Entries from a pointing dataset
--- START ---
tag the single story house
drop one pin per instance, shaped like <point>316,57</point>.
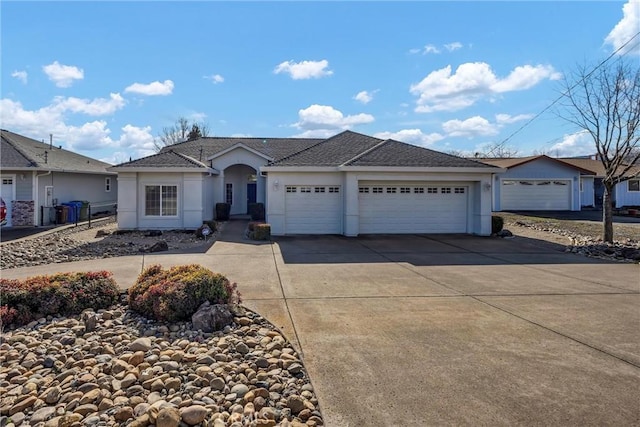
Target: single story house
<point>545,183</point>
<point>348,184</point>
<point>37,176</point>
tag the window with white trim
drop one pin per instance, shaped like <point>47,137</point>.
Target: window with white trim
<point>228,195</point>
<point>161,200</point>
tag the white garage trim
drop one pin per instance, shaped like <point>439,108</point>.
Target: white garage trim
<point>535,194</point>
<point>428,207</point>
<point>313,209</point>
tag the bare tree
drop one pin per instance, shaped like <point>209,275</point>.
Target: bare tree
<point>605,102</point>
<point>182,130</point>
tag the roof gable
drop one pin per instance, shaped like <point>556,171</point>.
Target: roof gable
<point>22,152</point>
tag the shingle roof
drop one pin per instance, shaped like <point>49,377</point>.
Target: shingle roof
<point>276,148</point>
<point>168,159</point>
<point>395,153</point>
<point>19,152</point>
<point>334,151</point>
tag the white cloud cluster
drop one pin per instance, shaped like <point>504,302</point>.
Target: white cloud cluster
<point>151,89</point>
<point>626,29</point>
<point>365,96</point>
<point>20,75</point>
<point>215,78</point>
<point>443,90</point>
<point>324,120</point>
<point>575,144</point>
<point>412,136</point>
<point>431,48</point>
<point>304,69</point>
<point>63,75</point>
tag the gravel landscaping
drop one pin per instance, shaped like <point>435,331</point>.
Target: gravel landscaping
<point>115,368</point>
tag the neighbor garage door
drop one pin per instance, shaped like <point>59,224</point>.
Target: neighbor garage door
<point>313,209</point>
<point>530,194</point>
<point>416,208</point>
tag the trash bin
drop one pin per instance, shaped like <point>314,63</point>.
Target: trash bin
<point>72,212</point>
<point>83,209</point>
<point>61,214</point>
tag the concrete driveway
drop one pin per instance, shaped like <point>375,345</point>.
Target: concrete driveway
<point>432,330</point>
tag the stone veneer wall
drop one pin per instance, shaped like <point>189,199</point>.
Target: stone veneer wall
<point>22,212</point>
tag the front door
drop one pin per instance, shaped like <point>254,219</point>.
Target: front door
<point>251,194</point>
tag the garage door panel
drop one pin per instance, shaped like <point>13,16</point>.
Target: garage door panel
<point>413,212</point>
<point>535,195</point>
<point>311,211</point>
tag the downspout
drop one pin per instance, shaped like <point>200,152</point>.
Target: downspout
<point>36,199</point>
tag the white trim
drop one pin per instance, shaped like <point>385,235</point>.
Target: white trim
<point>239,145</point>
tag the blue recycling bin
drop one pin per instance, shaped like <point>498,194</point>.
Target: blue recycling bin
<point>74,210</point>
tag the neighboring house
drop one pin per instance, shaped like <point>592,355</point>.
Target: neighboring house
<point>626,193</point>
<point>348,184</point>
<point>545,183</point>
<point>536,183</point>
<point>38,176</point>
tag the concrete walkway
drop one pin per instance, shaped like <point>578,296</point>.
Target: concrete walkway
<point>430,330</point>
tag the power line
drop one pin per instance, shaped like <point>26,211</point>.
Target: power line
<point>548,107</point>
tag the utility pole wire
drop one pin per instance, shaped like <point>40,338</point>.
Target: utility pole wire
<point>548,107</point>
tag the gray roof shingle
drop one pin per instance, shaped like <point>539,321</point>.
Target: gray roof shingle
<point>19,152</point>
<point>334,151</point>
<point>395,153</point>
<point>166,159</point>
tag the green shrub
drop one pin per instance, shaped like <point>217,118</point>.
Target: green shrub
<point>260,231</point>
<point>256,210</point>
<point>176,294</point>
<point>23,301</point>
<point>222,211</point>
<point>497,223</point>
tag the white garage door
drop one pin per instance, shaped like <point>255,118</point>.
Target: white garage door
<point>7,194</point>
<point>313,209</point>
<point>416,208</point>
<point>541,195</point>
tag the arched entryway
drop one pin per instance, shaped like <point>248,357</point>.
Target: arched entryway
<point>240,188</point>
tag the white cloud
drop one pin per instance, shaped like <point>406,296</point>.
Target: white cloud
<point>411,136</point>
<point>151,89</point>
<point>63,75</point>
<point>576,144</point>
<point>20,75</point>
<point>430,49</point>
<point>453,46</point>
<point>215,78</point>
<point>625,29</point>
<point>305,69</point>
<point>95,107</point>
<point>365,97</point>
<point>508,119</point>
<point>443,91</point>
<point>324,117</point>
<point>473,126</point>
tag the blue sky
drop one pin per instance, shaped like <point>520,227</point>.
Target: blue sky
<point>105,77</point>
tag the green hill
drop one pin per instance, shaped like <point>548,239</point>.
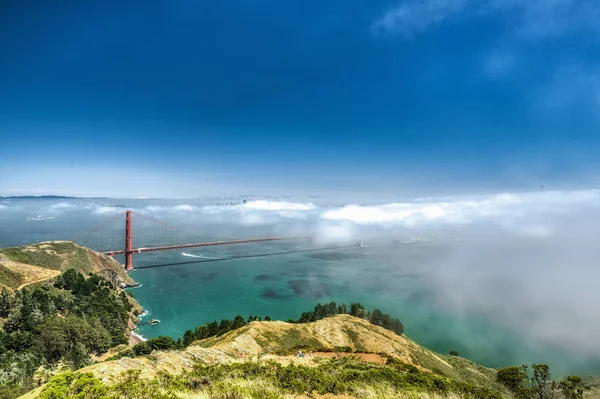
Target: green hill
<point>60,306</point>
<point>20,266</point>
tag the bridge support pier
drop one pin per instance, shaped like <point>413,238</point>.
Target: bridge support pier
<point>128,243</point>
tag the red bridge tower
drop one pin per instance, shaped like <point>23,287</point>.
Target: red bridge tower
<point>128,243</point>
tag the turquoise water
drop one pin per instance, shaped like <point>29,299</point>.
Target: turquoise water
<point>184,296</point>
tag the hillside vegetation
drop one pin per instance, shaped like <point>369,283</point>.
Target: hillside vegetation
<point>20,266</point>
<point>57,311</point>
<point>395,366</point>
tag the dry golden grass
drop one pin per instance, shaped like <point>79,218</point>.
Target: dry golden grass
<point>280,339</point>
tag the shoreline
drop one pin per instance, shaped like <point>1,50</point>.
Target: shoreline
<point>135,339</point>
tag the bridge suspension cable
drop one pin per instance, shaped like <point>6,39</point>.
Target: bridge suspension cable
<point>130,233</point>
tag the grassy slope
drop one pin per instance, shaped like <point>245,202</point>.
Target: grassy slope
<point>282,339</point>
<point>45,260</point>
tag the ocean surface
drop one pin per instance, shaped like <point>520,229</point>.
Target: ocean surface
<point>394,275</point>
--- END ---
▶ [PROMPT]
Copy everything in the data from the line containing "tag the shoreline" down to the line containing "<point>130,233</point>", switching "shoreline" to "coastline" and keeping all else unchanged.

▶ [FULL OUTPUT]
tag the coastline
drop one pin per instance, shaped like <point>1,50</point>.
Target: coastline
<point>135,339</point>
tag the bridge suspension cable
drop one pin per instance, shaped like <point>6,39</point>.
Target: bridge suspension cable
<point>130,233</point>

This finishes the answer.